WORK TO DO | Reproduce every one of the items below word for word, without changing anything.

[Recorded data]
----

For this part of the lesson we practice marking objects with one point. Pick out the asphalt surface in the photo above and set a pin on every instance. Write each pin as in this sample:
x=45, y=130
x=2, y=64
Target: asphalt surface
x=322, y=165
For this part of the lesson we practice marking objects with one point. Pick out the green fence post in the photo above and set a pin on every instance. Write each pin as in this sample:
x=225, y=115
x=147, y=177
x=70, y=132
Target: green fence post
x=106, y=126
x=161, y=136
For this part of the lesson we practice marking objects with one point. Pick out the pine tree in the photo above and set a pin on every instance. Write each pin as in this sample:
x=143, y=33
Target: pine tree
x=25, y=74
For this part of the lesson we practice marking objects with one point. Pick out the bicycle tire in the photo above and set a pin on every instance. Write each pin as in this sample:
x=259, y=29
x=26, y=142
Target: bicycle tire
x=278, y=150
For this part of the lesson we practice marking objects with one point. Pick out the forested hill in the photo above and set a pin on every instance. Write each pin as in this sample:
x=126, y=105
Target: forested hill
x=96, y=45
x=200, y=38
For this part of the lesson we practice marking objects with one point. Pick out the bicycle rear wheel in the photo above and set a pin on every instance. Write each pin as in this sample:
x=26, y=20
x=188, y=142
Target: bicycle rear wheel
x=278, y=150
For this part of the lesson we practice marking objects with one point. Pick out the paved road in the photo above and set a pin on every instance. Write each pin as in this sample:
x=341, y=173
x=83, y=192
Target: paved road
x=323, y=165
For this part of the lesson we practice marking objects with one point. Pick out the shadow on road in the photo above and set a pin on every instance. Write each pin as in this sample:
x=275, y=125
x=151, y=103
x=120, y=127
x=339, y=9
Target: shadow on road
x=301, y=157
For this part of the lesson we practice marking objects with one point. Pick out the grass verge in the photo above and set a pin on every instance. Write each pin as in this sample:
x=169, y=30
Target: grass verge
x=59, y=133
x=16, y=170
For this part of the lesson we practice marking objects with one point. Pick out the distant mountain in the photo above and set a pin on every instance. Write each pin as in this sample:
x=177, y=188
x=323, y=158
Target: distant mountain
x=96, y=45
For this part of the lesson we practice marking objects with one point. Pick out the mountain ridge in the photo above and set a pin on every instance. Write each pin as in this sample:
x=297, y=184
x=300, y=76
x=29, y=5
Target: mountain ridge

----

ANSWER |
For this part of the lesson we practice marking objects with one point. Pick out the asphalt surface in the photo above and set a pin on every instance. Write each pin as in this sample:
x=45, y=130
x=2, y=64
Target: asphalt surface
x=322, y=165
For this part of the lesson we practice marking objects with one point. Pick out the green fence post in the photo above and set a pin on every instance. Write each pin as in this sample:
x=225, y=115
x=147, y=177
x=70, y=132
Target: green fence post
x=106, y=126
x=161, y=136
For this part of the lesson we practice marking objects with one point. Pick out the pine tree in the photo above and set a pin on every instance. Write each pin as in this sample:
x=143, y=33
Target: pine tree
x=25, y=74
For this part of the lesson we practice marking objects with one point. Pick out the bicycle tire in the photo above and set a pin on every instance. Write each pin as in this sample:
x=259, y=29
x=26, y=142
Target: bicycle tire
x=278, y=150
For this part of the lesson we practice marking objects with one point. Pick out the forested hill in the photo above and set a pin on every instance. Write each pin as in this sample:
x=126, y=105
Target: forested hill
x=96, y=45
x=200, y=38
For this part of the lesson we practice marking objects with one point. Pick out the bicycle rear wheel in the photo above and set a pin on every instance. Write each pin as in this sample:
x=26, y=20
x=188, y=142
Target: bicycle rear wheel
x=278, y=150
For this part of the lesson we practice marking objects with one point. Pick out the paved road in the photo above and set a pin on every instance. Write each pin as in this sample:
x=341, y=173
x=83, y=192
Target: paved road
x=323, y=165
For this part of the lesson we practice marking objects with one point. Pick out the shadow on road in the photo above and set a pin on every instance. Write each pin as in this sample:
x=275, y=125
x=151, y=103
x=120, y=127
x=339, y=9
Target: shadow on road
x=301, y=157
For this part of the lesson we practice marking objects with one point. Pick out the grass verge in the photo above and set a pin on every instance. Write each pin as in this sample:
x=169, y=30
Target: grass verge
x=59, y=133
x=16, y=170
For this part of the lesson we practice marking objects with one point. Pick out the distant mountain in the photo above and set a pin on every instance. Write each pin as in this sample:
x=177, y=188
x=323, y=158
Target: distant mountain
x=96, y=45
For this part of the lesson we practice marking objects with one point. Pick out the mountain ridge in the photo above and set a pin on every instance. Write each pin as in this sample:
x=297, y=184
x=300, y=76
x=29, y=5
Target: mountain ridge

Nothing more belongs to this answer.